# Start of Records for the task

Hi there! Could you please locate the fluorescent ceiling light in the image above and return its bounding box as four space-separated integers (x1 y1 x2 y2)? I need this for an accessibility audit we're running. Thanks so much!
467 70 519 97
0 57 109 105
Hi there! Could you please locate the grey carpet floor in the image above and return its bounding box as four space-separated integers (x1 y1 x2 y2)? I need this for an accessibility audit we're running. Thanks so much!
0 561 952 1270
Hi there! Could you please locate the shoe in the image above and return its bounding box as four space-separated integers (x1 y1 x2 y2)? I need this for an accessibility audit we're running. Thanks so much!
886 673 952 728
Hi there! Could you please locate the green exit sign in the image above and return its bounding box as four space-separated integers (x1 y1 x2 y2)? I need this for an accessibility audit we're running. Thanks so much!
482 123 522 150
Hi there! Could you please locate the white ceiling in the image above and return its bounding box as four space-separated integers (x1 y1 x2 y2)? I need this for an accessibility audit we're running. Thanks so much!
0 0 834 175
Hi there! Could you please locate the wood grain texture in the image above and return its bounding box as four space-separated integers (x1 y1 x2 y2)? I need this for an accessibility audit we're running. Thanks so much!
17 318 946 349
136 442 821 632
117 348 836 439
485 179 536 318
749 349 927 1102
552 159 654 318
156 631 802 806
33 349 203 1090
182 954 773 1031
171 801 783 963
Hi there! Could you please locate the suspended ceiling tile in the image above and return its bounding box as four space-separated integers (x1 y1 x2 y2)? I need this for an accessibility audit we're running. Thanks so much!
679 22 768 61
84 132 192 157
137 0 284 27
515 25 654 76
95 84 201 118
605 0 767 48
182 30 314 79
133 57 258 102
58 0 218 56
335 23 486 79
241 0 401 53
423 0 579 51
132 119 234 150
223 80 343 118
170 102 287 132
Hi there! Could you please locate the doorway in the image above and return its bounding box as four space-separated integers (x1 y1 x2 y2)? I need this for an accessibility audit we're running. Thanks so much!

# End of Records for the task

= Brief =
Format every line of the records above as a numbered list, omitting any blank lines.

= Right answer =
1. Hi there! Could you please locate the fluorescent ceiling light in the image above and return its bounding box as four space-separated integers (x1 y1 x2 y2)? I need this for an accessibility audit we're running. Thanks so much!
2. 467 70 519 97
3. 0 57 109 105
4. Hi there! Could you please locate the grey carpet floor in the image above and return its bounding box as four space-separated integers (x1 y1 x2 y2)? I need this for an accessibility audit we're running. Thanks so much!
5. 0 561 952 1270
6. Hi there! Could you please locate the shoe in the image above and return its bounding box as four space-separated integers (x1 y1 x2 y2)? I need this for an accessibility audit we're running. Thanks so much!
7. 886 673 952 728
8. Hi there! Could you please locate the green exit sign in the image above and return its bounding box as four space-separated integers (x1 y1 x2 y2)? I need this for an accessibility audit we're running. Thanks so much!
9. 482 123 522 150
10. Hi there! Could you please locate the white ceiling in the image above and return its bounding box as four space-separated integers (x1 y1 x2 y2)? I need this for an accessibility audit we're running. Thanks so much!
11. 0 0 834 175
12. Hi there! Could you please locate the wood grain texture in the image above and return its bounding box as four space-separated integers (x1 y1 x2 y2)? I need this for an accessibility audit we're running. Thanks so much!
13. 17 318 946 349
14. 136 442 821 632
15. 117 348 836 439
16. 485 179 536 318
17. 749 349 927 1102
18. 552 159 654 318
19. 156 631 802 806
20. 33 349 203 1090
21. 182 954 773 1031
22. 171 801 783 963
23. Hi there! Could you please locate the suspended ceiling tile in the image above and return its bounding box as four space-separated integers (x1 y1 x2 y2)? I need this for an accessibility audit we're running. Thanks so much!
24. 679 22 768 61
25. 84 132 192 157
26. 137 0 284 27
27. 515 25 654 76
28. 95 84 201 118
29. 605 0 767 48
30. 182 30 314 79
31. 133 57 258 102
32. 58 0 218 56
33. 335 23 486 79
34. 241 0 401 53
35. 423 0 579 51
36. 132 119 234 150
37. 223 80 343 118
38. 170 102 287 132
39. Hi there! Could you please locate the doorway in the image above and return its bounding box as four space-separated integers (x1 y1 x2 y2)? I need this for an accessibility audit we're running. Thanks so much!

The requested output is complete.